### [Exercise requirements]
Please show every line in the entries below that includes the word "mask".
═════ Information ═════
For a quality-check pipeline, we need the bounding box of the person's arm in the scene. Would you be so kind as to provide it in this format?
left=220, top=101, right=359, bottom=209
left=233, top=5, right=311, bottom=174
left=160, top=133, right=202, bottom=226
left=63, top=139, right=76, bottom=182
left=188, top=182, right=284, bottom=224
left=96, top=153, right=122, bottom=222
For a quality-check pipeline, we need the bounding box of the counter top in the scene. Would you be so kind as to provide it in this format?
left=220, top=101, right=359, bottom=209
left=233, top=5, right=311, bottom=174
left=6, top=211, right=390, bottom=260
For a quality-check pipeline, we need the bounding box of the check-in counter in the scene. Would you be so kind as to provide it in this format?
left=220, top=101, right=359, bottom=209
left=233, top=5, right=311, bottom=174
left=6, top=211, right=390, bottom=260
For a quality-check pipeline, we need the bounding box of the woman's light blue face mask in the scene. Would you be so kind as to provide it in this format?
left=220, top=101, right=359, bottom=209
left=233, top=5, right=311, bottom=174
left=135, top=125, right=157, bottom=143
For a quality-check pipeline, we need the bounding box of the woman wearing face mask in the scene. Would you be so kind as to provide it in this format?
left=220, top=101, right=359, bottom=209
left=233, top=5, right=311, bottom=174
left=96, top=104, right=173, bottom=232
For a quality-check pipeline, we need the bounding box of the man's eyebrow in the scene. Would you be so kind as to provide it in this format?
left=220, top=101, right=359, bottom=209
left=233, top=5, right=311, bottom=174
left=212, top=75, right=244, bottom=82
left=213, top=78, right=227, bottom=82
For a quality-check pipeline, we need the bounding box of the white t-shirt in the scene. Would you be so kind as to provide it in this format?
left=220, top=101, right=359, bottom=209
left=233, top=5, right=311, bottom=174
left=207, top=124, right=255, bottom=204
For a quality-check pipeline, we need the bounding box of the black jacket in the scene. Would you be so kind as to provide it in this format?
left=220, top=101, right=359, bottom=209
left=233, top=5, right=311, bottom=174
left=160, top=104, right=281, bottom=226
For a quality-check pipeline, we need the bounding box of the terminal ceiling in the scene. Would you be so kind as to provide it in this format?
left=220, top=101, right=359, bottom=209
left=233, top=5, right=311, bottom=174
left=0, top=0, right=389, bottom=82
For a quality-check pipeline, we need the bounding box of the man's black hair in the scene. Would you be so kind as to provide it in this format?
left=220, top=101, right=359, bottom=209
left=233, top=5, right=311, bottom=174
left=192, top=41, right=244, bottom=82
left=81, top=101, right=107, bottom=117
═════
### [Expected answer]
For a quality-check pipeline, we need the bounding box of the woman's light blue face mask in the scene. Would you be so kind as to provide it in this format?
For a quality-check pipeline, we need the bounding box of the woman wearing face mask in the scene. Would you be so kind as to provide it in this format?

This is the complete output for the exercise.